● Exercise inputs
□ □ □

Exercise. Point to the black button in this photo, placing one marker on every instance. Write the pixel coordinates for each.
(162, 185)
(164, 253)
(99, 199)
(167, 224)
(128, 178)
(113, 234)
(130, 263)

□ □ □

● The task
Write out every one of the records above word for word, leaving nothing out and changing nothing.

● Finished exercise
Exercise. Point to the black button in this photo, placing one marker on every instance. Write the pixel coordinates for each.
(162, 185)
(164, 253)
(99, 199)
(167, 224)
(128, 178)
(113, 234)
(130, 263)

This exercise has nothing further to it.